**** PROVIDED DATA ****
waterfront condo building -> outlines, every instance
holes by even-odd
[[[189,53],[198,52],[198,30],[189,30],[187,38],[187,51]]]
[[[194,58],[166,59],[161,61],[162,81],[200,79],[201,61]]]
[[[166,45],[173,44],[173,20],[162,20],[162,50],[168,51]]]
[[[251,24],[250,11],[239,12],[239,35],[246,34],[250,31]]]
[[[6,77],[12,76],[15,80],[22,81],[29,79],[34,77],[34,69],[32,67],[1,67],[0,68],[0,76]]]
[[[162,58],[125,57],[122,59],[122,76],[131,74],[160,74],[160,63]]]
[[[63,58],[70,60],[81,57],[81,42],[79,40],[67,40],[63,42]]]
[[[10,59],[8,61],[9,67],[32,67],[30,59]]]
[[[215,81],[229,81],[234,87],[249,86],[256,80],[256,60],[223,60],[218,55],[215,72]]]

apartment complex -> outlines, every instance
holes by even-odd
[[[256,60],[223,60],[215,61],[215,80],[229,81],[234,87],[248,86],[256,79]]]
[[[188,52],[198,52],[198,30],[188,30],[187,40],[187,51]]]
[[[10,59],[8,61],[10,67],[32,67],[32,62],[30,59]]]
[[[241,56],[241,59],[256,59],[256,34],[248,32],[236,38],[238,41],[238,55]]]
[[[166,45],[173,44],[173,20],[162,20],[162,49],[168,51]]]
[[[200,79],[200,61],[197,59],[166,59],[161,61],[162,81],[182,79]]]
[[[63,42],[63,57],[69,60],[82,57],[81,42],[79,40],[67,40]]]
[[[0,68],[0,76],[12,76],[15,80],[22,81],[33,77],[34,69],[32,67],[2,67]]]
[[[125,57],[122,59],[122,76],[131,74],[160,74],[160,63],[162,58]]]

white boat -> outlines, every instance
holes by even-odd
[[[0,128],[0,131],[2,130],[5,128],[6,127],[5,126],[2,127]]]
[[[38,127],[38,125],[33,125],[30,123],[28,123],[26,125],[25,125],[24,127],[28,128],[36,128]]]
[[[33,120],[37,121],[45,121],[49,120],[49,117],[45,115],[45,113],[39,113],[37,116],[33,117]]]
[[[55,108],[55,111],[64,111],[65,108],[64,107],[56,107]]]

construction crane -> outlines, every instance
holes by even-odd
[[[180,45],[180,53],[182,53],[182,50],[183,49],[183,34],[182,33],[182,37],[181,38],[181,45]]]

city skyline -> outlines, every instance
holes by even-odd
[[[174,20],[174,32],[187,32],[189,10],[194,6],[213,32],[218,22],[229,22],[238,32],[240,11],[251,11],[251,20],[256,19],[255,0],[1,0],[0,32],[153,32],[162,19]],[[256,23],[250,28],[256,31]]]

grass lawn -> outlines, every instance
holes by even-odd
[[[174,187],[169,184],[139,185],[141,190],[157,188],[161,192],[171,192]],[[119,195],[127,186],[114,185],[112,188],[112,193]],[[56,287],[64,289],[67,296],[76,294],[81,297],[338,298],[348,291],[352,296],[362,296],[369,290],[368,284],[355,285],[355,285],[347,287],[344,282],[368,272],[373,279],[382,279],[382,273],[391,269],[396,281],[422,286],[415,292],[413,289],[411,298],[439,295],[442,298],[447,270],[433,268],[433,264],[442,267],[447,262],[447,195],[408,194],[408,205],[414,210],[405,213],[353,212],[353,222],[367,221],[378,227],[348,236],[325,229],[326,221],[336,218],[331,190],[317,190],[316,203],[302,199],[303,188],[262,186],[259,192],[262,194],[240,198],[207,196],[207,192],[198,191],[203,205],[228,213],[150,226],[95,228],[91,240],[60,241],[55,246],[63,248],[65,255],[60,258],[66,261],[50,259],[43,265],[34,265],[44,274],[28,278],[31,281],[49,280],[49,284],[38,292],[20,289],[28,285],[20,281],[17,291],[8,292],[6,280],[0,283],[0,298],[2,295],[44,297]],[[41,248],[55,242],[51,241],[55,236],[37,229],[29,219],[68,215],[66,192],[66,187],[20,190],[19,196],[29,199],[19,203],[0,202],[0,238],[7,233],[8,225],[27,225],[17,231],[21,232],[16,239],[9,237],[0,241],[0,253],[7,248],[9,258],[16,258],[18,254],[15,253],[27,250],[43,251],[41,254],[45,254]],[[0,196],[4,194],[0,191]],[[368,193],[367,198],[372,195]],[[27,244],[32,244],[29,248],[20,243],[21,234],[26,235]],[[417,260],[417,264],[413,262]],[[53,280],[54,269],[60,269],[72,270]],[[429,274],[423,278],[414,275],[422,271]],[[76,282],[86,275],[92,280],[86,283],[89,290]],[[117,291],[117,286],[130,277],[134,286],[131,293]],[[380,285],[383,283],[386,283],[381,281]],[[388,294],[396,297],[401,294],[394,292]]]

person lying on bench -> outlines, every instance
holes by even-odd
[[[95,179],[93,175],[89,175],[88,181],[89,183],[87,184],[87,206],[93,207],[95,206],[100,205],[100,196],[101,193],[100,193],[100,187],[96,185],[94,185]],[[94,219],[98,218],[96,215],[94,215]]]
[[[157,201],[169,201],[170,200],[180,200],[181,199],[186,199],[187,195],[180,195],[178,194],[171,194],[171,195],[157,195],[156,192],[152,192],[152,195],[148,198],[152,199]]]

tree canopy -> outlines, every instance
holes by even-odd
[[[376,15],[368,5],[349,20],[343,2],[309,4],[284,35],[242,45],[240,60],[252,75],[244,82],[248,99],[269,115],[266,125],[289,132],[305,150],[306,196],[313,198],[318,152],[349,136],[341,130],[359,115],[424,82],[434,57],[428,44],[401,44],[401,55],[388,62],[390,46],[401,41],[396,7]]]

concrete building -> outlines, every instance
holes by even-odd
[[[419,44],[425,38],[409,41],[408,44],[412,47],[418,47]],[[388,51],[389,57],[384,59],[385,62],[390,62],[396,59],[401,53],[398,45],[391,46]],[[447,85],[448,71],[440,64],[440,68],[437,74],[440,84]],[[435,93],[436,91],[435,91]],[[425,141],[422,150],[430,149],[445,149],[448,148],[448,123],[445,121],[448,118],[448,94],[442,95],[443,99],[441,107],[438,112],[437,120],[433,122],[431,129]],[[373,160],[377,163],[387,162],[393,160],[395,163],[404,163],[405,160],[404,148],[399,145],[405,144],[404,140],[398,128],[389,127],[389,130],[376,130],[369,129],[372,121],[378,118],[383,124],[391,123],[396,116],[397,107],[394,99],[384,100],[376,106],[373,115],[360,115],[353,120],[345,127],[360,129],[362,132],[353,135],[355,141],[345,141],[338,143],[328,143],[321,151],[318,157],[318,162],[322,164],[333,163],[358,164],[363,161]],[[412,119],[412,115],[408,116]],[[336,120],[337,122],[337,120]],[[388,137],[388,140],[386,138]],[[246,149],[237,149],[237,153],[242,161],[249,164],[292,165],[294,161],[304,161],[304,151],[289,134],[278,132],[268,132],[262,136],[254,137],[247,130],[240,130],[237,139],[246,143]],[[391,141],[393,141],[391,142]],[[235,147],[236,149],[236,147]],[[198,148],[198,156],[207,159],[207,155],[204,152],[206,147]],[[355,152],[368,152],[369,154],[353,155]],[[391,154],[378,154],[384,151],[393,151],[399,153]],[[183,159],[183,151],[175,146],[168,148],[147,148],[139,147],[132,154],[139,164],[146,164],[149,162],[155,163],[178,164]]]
****
TASK BRIEF ▸ Restate the whole listing exactly, leaving out nothing.

WRITTEN ANSWER ▸
waterfront condo building -> outlines, every instance
holes by even-odd
[[[189,53],[198,52],[198,30],[189,30],[187,38],[187,51]]]
[[[194,58],[166,59],[161,61],[162,81],[200,79],[201,61]]]
[[[166,45],[173,44],[173,20],[162,20],[162,50],[168,51]]]
[[[251,24],[250,11],[239,12],[239,35],[246,34],[250,31]]]
[[[6,77],[12,76],[15,80],[22,81],[29,79],[34,77],[34,69],[32,67],[1,67],[0,68],[0,76]]]
[[[162,58],[125,57],[122,59],[122,76],[131,74],[160,74],[160,63]]]
[[[63,58],[70,60],[81,57],[81,42],[79,40],[67,40],[63,42]]]
[[[10,59],[8,61],[9,67],[32,67],[30,59]]]
[[[215,81],[229,81],[234,87],[249,86],[256,80],[256,60],[223,60],[218,55],[215,72]]]

apartment complex -> outlines, every instance
holes by even-odd
[[[256,60],[223,60],[215,61],[215,80],[229,81],[234,87],[248,86],[256,79]]]
[[[188,52],[198,52],[198,30],[188,30],[187,40],[187,51]]]
[[[10,59],[8,61],[10,67],[32,67],[32,62],[30,59]]]
[[[241,56],[241,59],[256,59],[256,34],[248,32],[236,38],[238,41],[238,55]]]
[[[166,45],[173,44],[173,20],[162,20],[162,49],[168,51]]]
[[[200,79],[200,61],[197,59],[166,59],[161,61],[162,81],[182,79]]]
[[[63,42],[63,57],[69,60],[82,57],[81,42],[79,40],[67,40]]]
[[[0,68],[0,76],[12,76],[15,80],[22,81],[33,77],[34,69],[32,67],[2,67]]]
[[[125,57],[122,59],[122,76],[131,74],[160,74],[160,63],[162,58]]]

white boat -> outlines, every instance
holes by even-odd
[[[0,128],[0,131],[2,130],[5,128],[6,127],[5,126],[2,127]]]
[[[38,127],[38,125],[33,125],[30,123],[28,123],[26,125],[25,125],[24,127],[28,128],[36,128]]]
[[[33,120],[37,121],[45,121],[49,120],[49,117],[45,115],[45,113],[39,113],[37,116],[33,117]]]
[[[55,108],[55,111],[64,111],[65,108],[64,107],[56,107]]]

construction crane -> outlines, every instance
holes by even-odd
[[[180,45],[180,53],[182,53],[182,50],[183,49],[183,34],[182,33],[182,37],[181,38],[181,45]]]

city skyline -> outlines, every instance
holes by even-odd
[[[174,20],[174,32],[187,32],[189,10],[194,6],[213,32],[218,22],[229,22],[238,32],[240,11],[251,11],[251,20],[256,19],[255,0],[1,0],[0,32],[153,32],[162,19]],[[256,23],[250,28],[256,31]]]

grass lawn -> outlines, every instance
holes by even-odd
[[[174,187],[169,184],[139,185],[141,190],[157,188],[161,192],[171,192]],[[119,195],[127,186],[114,185],[112,188],[112,193]],[[56,287],[64,289],[67,296],[76,294],[81,297],[338,298],[348,291],[352,296],[362,296],[369,290],[368,284],[355,285],[355,285],[347,287],[344,282],[368,272],[373,279],[382,279],[382,273],[391,269],[396,281],[422,286],[415,292],[413,289],[411,298],[439,295],[442,298],[447,270],[433,268],[433,264],[442,267],[447,262],[447,195],[408,194],[408,205],[414,210],[405,213],[353,212],[353,222],[367,221],[378,227],[348,236],[325,229],[326,221],[336,218],[331,190],[317,190],[316,203],[302,199],[303,188],[262,186],[259,192],[262,194],[240,198],[207,196],[207,192],[198,191],[203,205],[228,213],[150,226],[95,228],[91,240],[60,241],[55,246],[63,248],[65,255],[60,258],[66,261],[50,259],[43,265],[34,265],[44,274],[28,278],[31,281],[49,280],[49,284],[38,292],[20,289],[28,285],[20,281],[17,291],[8,292],[6,280],[0,283],[0,298],[2,295],[44,297]],[[41,248],[55,242],[51,241],[55,236],[37,229],[29,219],[68,215],[66,192],[66,187],[20,190],[19,196],[29,199],[19,203],[0,202],[0,238],[7,233],[8,225],[27,225],[17,231],[21,232],[16,239],[9,237],[0,241],[0,253],[7,248],[9,258],[16,258],[18,254],[15,253],[27,250],[43,251],[41,254],[45,254]],[[0,196],[4,194],[0,191]],[[368,193],[367,198],[372,195]],[[27,244],[32,244],[29,248],[20,243],[21,234],[26,235]],[[417,260],[417,264],[413,262]],[[53,280],[54,269],[60,269],[72,270]],[[429,274],[423,278],[414,275],[422,271]],[[76,282],[86,275],[92,280],[86,283],[89,290]],[[117,291],[117,286],[130,277],[134,286],[131,293]],[[380,285],[383,283],[386,283],[381,281]],[[388,294],[396,297],[401,294],[394,292]]]

person lying on bench -> outlines, every instance
holes by even-odd
[[[95,179],[93,175],[89,175],[88,181],[89,183],[87,184],[87,206],[93,207],[95,206],[100,205],[100,196],[101,193],[100,193],[100,187],[96,185],[94,185]],[[94,219],[98,218],[96,215],[94,215]]]
[[[157,201],[169,201],[170,200],[180,200],[181,199],[186,199],[187,195],[180,195],[178,194],[171,194],[171,195],[157,195],[156,192],[152,192],[152,195],[148,198],[152,199]]]

tree canopy -> outlines, every instance
holes by even-odd
[[[376,15],[368,5],[349,20],[343,2],[309,4],[284,35],[242,45],[240,60],[252,75],[244,82],[248,99],[269,115],[266,125],[289,132],[305,150],[306,196],[313,198],[318,152],[349,136],[341,130],[359,115],[424,82],[434,57],[428,44],[401,44],[401,55],[388,62],[390,46],[401,41],[396,7]]]

concrete building -> outlines, every instance
holes by even-odd
[[[419,44],[425,38],[409,41],[408,44],[412,47],[418,47]],[[388,51],[389,57],[384,59],[385,62],[390,62],[396,59],[401,53],[398,45],[391,46]],[[447,85],[448,71],[440,64],[440,68],[437,74],[440,84]],[[435,93],[436,91],[435,91]],[[425,141],[422,150],[430,149],[445,149],[448,148],[448,123],[445,121],[448,118],[448,94],[442,95],[443,99],[441,107],[438,112],[437,120],[433,122],[431,129]],[[373,160],[377,163],[387,162],[393,160],[395,163],[404,163],[405,160],[404,148],[399,145],[405,144],[404,140],[398,128],[389,127],[389,130],[376,130],[369,129],[372,121],[378,118],[383,124],[391,123],[396,116],[397,107],[394,99],[384,100],[376,106],[373,115],[360,115],[353,120],[345,127],[360,129],[362,132],[353,135],[355,141],[345,141],[338,143],[328,143],[321,151],[318,157],[318,162],[322,164],[333,163],[358,164],[363,161]],[[412,119],[412,115],[408,116]],[[336,120],[337,122],[337,120]],[[388,137],[388,140],[386,138]],[[246,149],[237,149],[237,153],[242,161],[249,164],[292,165],[294,161],[304,161],[304,151],[289,134],[278,132],[268,132],[262,136],[254,137],[247,130],[240,130],[237,139],[246,143]],[[391,141],[393,141],[391,142]],[[235,147],[236,149],[236,147]],[[198,148],[198,156],[207,159],[207,155],[204,152],[206,147]],[[355,152],[368,152],[369,154],[353,155]],[[391,154],[378,154],[384,151],[393,151],[399,153]],[[183,159],[183,151],[175,146],[168,148],[147,148],[139,147],[132,154],[139,164],[146,164],[149,162],[155,163],[178,164]]]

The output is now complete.